### DIRECTIONS
Copy out the material below with every "overcast sky" changed to "cloudy sky" and nothing else altered. Omit the pictures.

### SUPPLIED ENTRIES
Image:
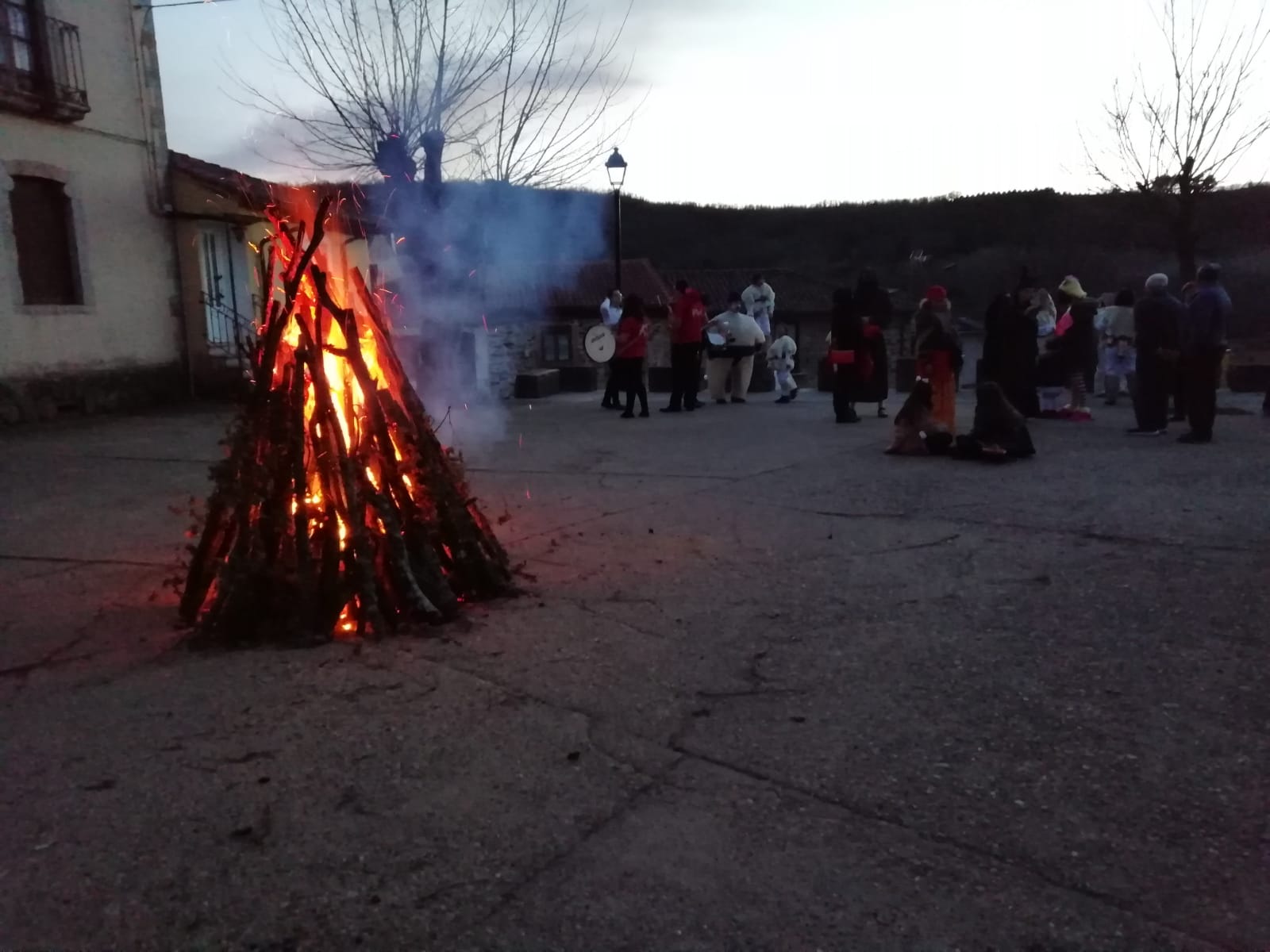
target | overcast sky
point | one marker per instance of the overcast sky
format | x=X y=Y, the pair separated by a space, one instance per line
x=774 y=102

### EXERCISE ANSWER
Image:
target | cloudy sky
point | one marker per instance of the cloudy sky
format | x=X y=Y, the pair separated by a space, one instance per line
x=774 y=102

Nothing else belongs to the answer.